• Task description
Every line below containing the word "shirt" should be found and copied.

• Records for this exercise
━━━━━━━━━━━━━━━━━━━━
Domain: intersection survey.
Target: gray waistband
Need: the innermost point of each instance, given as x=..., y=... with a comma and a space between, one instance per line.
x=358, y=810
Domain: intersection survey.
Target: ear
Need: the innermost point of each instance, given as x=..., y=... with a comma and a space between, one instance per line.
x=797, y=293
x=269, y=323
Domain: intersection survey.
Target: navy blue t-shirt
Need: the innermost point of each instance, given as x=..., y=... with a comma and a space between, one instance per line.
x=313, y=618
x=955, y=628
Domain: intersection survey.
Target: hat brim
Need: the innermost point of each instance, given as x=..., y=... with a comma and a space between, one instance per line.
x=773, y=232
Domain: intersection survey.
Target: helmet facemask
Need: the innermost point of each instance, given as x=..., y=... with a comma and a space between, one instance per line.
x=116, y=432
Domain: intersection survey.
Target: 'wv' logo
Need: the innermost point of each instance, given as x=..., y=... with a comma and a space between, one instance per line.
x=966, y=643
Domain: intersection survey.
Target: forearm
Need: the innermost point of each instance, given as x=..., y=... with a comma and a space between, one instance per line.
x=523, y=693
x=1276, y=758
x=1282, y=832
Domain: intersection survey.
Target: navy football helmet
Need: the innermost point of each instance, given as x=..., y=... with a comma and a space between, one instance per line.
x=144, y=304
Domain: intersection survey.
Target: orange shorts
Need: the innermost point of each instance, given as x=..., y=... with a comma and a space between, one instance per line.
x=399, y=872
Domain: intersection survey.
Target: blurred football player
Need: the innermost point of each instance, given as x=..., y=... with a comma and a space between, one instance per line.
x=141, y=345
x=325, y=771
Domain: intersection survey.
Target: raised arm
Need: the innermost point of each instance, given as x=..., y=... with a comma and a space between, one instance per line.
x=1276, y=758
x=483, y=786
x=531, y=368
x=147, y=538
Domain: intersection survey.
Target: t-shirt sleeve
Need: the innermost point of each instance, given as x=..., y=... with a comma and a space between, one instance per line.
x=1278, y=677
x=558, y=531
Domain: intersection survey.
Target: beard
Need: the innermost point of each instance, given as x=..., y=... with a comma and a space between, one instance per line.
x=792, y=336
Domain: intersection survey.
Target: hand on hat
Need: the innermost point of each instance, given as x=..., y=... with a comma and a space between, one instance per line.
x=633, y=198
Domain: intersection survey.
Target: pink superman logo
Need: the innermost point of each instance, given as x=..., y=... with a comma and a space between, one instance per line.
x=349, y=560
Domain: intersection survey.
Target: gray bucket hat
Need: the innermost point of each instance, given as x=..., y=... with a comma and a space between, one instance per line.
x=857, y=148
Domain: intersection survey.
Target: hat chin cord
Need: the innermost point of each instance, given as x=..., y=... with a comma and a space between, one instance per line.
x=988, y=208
━━━━━━━━━━━━━━━━━━━━
• Output of the exercise
Target: navy blue t-shirt
Target: t-shirt sleeve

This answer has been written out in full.